== LISTING ==

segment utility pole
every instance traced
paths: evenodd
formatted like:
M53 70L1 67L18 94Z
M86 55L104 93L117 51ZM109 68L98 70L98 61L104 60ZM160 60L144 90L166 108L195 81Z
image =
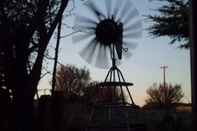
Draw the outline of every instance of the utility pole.
M163 70L163 86L165 88L166 87L166 68L168 68L168 66L163 65L160 68Z

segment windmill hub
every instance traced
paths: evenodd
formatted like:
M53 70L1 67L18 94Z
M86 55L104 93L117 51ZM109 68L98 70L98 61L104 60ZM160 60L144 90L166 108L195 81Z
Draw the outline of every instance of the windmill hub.
M100 21L96 26L96 40L105 46L116 44L122 37L122 23L113 19Z

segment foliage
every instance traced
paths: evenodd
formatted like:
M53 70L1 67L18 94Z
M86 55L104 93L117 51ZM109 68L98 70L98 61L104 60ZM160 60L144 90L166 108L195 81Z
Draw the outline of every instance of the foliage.
M15 126L9 125L13 130L33 130L33 98L41 77L45 51L67 2L0 2L0 72L4 74L4 86L13 93Z
M60 65L56 73L56 91L63 91L67 98L83 96L90 81L90 72L86 68L73 65Z
M147 94L149 98L146 99L146 105L157 107L169 107L180 102L184 96L180 85L165 84L164 87L164 85L158 86L156 83L147 89Z
M191 0L158 0L163 4L157 11L159 15L148 15L153 22L149 33L156 37L168 36L172 41L181 41L181 48L190 46Z

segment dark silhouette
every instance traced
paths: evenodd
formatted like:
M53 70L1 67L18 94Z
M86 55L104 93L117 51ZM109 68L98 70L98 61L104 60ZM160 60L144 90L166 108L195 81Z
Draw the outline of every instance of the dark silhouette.
M4 62L1 67L6 87L12 90L14 125L10 126L14 130L33 130L33 98L44 52L67 2L3 0L0 3L0 53ZM37 55L31 59L33 53Z
M168 36L171 44L178 41L179 47L187 48L191 46L191 0L157 0L161 3L157 9L159 15L147 16L153 24L148 28L149 33L156 37ZM165 2L167 4L165 4Z

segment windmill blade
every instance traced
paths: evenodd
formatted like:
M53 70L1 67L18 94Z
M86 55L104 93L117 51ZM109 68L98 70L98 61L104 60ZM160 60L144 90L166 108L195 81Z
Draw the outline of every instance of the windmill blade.
M80 41L86 40L90 37L93 37L92 34L80 32L72 37L73 43L79 43Z
M130 50L130 49L136 49L137 48L137 43L135 43L135 42L125 42L124 41L124 43L123 43L123 48L128 48L128 50Z
M93 19L93 18L90 18L90 17L87 17L87 16L80 16L80 15L77 15L76 16L76 19L75 19L75 22L76 22L76 24L78 24L78 23L84 23L84 24L87 24L87 25L89 25L89 24L94 24L94 25L96 25L97 24L97 21L98 20L95 20L95 19Z
M88 63L92 63L97 47L96 39L92 39L80 52L79 55Z
M128 51L123 51L122 54L123 54L124 58L126 58L126 59L131 58L132 55L133 55L129 50Z
M105 0L105 7L107 11L107 17L110 18L112 15L112 0Z
M125 38L140 38L142 36L142 31L139 30L139 31L135 31L135 32L126 32L126 33L123 33L123 37Z
M138 20L134 22L133 24L129 25L128 27L125 27L124 31L128 32L130 30L137 30L142 28L142 21Z
M127 14L127 12L130 10L131 8L131 2L129 0L127 0L125 3L124 3L124 6L123 8L120 10L120 17L121 19L124 18L124 16Z
M94 26L84 26L84 25L75 25L73 27L73 30L79 31L79 32L87 32L87 33L94 33L96 27Z
M116 43L116 53L118 55L118 59L122 59L122 42Z
M124 24L128 24L128 22L131 19L134 19L135 17L139 16L139 12L136 8L134 8L131 12L128 13L128 15L123 19Z
M123 1L120 2L120 0L116 0L116 3L115 3L115 7L114 7L114 11L113 11L113 16L115 18L115 20L117 21L119 18L118 14L120 12L120 9L123 8Z
M107 46L99 44L95 66L99 68L107 68L109 66L107 48Z
M106 18L105 14L95 5L95 2L88 1L85 5L98 20L100 20L100 17Z

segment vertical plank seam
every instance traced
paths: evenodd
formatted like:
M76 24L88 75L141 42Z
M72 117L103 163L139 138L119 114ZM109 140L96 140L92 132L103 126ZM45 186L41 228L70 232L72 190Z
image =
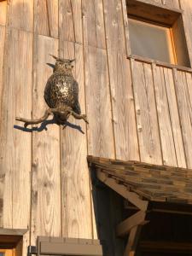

== DIRECTIVE ==
Repeat all of the items above word for word, but leave out the pictures.

== RESULT ==
segment utility pole
every instance traced
paths: evenodd
formatted like:
M53 70L1 67L18 94Z
M86 55L104 93L117 51ZM109 68L98 70L98 61L104 60ZM160 60L144 90L166 108L195 81Z
image =
Draw the outline of every instance of the utility pole.
M163 70L163 86L165 88L166 87L166 68L168 68L168 66L163 65L160 68Z

segment windmill hub
every instance traced
paths: evenodd
formatted like:
M53 70L1 67L18 94Z
M86 55L104 93L117 51ZM109 68L98 70L98 61L104 60ZM160 60L144 90L166 108L195 81Z
Draw the outline of every instance of the windmill hub.
M100 21L96 26L96 40L105 46L116 44L122 37L122 23L113 19Z

segment foliage
every instance traced
paths: evenodd
formatted like:
M53 70L1 67L18 94Z
M86 55L104 93L117 51ZM109 68L98 70L98 61L104 60ZM160 60L144 90L166 108L195 81Z
Draw the outline of every instance of the foliage.
M15 126L9 125L13 130L33 130L33 98L41 77L45 51L67 2L0 2L0 72L4 74L4 86L13 93Z
M60 65L56 73L56 91L63 91L67 98L83 96L90 81L90 72L86 68L73 65Z
M147 94L149 98L146 99L146 105L157 107L169 107L180 102L184 96L180 85L165 84L164 87L164 85L158 86L156 83L147 89Z
M191 0L158 0L163 4L157 11L159 15L148 15L153 22L149 33L156 37L168 36L172 41L181 41L181 48L190 46Z

segment dark silhouette
every instance traced
paths: evenodd
formatted like:
M53 70L1 67L18 94Z
M86 55L104 93L117 51ZM109 68L98 70L98 61L104 60ZM160 60L144 90L166 108L195 81Z
Draw the outline of every instance of the dark silhouette.
M4 62L1 67L6 87L12 90L14 125L10 126L14 130L33 130L33 98L44 52L67 2L3 0L0 3L0 53ZM37 55L31 59L33 53Z
M168 36L171 44L178 41L179 47L187 48L191 46L191 0L157 0L161 3L157 9L159 15L147 16L153 24L148 28L149 33L156 37ZM165 2L167 4L165 4Z

segment windmill blade
every instance traced
paths: evenodd
formatted like:
M53 70L1 67L18 94Z
M86 55L104 93L117 51ZM109 68L98 70L98 61L104 60ZM160 60L144 90L166 108L195 81Z
Draw the outline of every instance of the windmill blade.
M80 41L86 40L90 37L93 37L92 34L80 32L72 37L73 43L79 43Z
M130 50L130 49L136 49L137 48L137 43L135 43L135 42L125 42L124 41L124 43L123 43L123 48L128 48L128 50Z
M93 19L93 18L90 18L90 17L87 17L87 16L80 16L80 15L77 15L76 16L76 19L75 19L75 22L76 22L76 24L78 24L78 23L84 23L84 24L87 24L87 25L89 25L89 24L94 24L94 25L96 25L97 24L97 21L98 20L95 20L95 19Z
M88 63L92 63L97 47L96 39L92 39L80 52L79 55Z
M128 51L123 51L122 54L123 54L124 58L126 58L126 59L131 58L132 55L133 55L129 50Z
M105 0L105 7L107 11L107 17L110 18L112 15L112 0Z
M125 38L140 38L142 36L142 31L139 30L139 31L135 31L135 32L126 32L126 33L123 33L123 37Z
M138 20L134 22L133 24L129 25L128 27L125 27L124 31L128 32L130 30L137 30L142 28L142 21Z
M127 14L127 12L130 10L131 8L131 2L129 0L127 0L125 3L124 3L124 6L123 8L120 10L120 17L121 19L124 18L124 16Z
M94 26L84 26L84 25L75 25L73 27L73 30L79 31L79 32L87 32L87 33L94 33L96 27Z
M116 43L116 53L118 55L118 59L122 59L122 42Z
M124 24L128 24L128 22L131 19L134 19L135 17L139 16L139 12L136 8L134 8L131 12L128 13L128 15L123 19Z
M123 1L120 2L120 0L116 0L116 3L115 3L115 7L114 7L114 11L113 11L113 16L115 18L115 20L117 21L119 18L118 14L120 12L120 9L123 8Z
M107 46L99 44L95 66L99 68L107 68L109 66L107 48Z
M106 18L105 14L95 5L95 2L88 1L85 5L98 20L100 20L100 17Z

segment vertical plank seam
every instance traced
paths: evenodd
formatted like:
M76 24L88 75L141 42Z
M72 117L103 163L139 138L119 114ZM109 140L96 140L92 132L103 126ZM45 186L41 228L70 232L72 190Z
image =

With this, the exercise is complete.